## Problem requirements
Return all of the lines below exactly as they are.
+++ Input rows +++
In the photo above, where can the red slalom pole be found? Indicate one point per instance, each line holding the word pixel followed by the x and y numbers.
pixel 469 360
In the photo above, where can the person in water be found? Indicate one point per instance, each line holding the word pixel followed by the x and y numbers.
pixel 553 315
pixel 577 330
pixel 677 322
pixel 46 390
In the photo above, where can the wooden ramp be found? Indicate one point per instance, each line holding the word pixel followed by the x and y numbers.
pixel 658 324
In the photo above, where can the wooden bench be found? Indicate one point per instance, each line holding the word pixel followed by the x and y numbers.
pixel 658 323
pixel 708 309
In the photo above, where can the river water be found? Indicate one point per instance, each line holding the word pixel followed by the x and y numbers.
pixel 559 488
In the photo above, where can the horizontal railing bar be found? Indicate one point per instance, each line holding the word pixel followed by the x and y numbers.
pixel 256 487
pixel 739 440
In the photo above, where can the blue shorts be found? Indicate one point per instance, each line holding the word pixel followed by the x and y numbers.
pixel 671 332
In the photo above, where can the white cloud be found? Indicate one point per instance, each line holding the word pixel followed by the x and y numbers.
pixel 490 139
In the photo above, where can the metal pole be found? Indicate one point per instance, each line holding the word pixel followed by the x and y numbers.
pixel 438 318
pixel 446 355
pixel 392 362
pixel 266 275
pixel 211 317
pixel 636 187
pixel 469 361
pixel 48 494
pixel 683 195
+++
## Answer
In the photo above, where can the red slalom pole be found? Indicate one point per instance, each line holding the word pixel followed by the x and y numbers.
pixel 469 360
In the photo above, where can the person in water be found? Indicate one point per instance, each line holding the word pixel followed by the x and y numbers.
pixel 553 315
pixel 577 330
pixel 677 322
pixel 46 390
In the photo above, where can the wooden ramp be found? Indicate one point per instance, each line holding the word pixel followed by the x and y numbers.
pixel 658 324
In the photo above, where can the wooden bench be found? Indicate one point per instance, each line holding the word pixel followed by the x and y numbers.
pixel 658 323
pixel 708 309
In the photo above, where can the river water be found? Indicate one point per instance, each line holding the word pixel followed by the x and y numbers.
pixel 559 488
In the photo above, where can the horizontal railing bar be found? Indicate one point per instance, each line holding the word pixel followed by the x and y numbers.
pixel 256 487
pixel 739 440
In the photo above, where can the blue shorts be found? Indicate one point per instance, each line holding the word pixel followed by the x and y numbers.
pixel 671 332
In the photo above, where can the white cloud be found? Indicate one point per instance, each line holding the word pixel followed by the x and y numbers.
pixel 490 139
In the photo above, where can the metal pole be found? Indicate one point per instance, each line holding the word pixel followed by the x and y numbers.
pixel 438 318
pixel 446 355
pixel 392 362
pixel 266 275
pixel 211 317
pixel 636 187
pixel 469 361
pixel 48 494
pixel 683 195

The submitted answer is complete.